Could you format the records from the line containing "drop a point: the shrub" through the end of the records as a JSON list of strings, with one string per line and blank lines omitted?

# Pointing and labeling entries
** START **
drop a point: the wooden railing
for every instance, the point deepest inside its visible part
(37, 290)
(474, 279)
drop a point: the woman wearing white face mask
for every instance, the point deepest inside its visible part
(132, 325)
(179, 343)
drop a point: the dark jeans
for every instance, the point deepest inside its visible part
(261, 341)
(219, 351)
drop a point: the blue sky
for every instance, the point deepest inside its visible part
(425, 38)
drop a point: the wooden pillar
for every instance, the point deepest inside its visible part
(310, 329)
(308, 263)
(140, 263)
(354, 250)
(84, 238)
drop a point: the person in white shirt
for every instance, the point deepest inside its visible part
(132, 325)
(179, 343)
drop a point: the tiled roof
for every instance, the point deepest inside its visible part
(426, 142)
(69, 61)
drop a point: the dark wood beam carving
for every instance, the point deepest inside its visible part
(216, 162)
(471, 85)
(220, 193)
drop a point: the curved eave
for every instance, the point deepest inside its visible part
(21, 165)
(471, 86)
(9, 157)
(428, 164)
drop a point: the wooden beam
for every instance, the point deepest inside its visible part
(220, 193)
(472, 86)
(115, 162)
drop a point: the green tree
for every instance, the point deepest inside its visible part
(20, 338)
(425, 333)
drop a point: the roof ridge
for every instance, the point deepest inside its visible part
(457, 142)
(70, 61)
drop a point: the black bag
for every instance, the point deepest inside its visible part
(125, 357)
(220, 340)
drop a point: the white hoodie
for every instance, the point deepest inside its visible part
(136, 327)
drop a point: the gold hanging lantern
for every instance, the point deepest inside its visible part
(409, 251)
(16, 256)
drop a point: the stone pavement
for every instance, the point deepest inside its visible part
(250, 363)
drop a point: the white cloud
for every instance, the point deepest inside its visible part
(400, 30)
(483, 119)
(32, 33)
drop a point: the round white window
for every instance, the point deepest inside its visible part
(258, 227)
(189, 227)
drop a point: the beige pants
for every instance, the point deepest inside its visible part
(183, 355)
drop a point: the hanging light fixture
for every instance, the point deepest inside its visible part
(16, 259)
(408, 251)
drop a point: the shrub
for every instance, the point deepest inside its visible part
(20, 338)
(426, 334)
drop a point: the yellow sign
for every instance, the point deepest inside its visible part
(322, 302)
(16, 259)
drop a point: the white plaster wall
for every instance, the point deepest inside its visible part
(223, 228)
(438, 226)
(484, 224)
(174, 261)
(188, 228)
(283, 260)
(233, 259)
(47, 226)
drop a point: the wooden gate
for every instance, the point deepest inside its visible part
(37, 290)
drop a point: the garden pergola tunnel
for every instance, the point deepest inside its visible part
** END **
# RESPONSE BELOW
[
  "drop a point: the shrub",
  "for every instance, the point deepest inside its visible part",
  "(20, 338)",
  "(426, 334)",
  "drop a point: the yellow sign",
  "for every instance, the point deepest inside its visible part",
  "(322, 302)",
  "(16, 259)",
  "drop a point: the white plaster wall",
  "for every instance, the point deepest inside its visible part",
  "(223, 228)",
  "(438, 226)",
  "(484, 224)",
  "(174, 261)",
  "(188, 228)",
  "(283, 260)",
  "(233, 259)",
  "(47, 226)",
  "drop a point: the wooden gate",
  "for every instance, the point deepest inside its visible part",
  "(37, 290)",
  "drop a point: the garden pergola tunnel",
  "for every instance, the point deepest inside its visible part"
]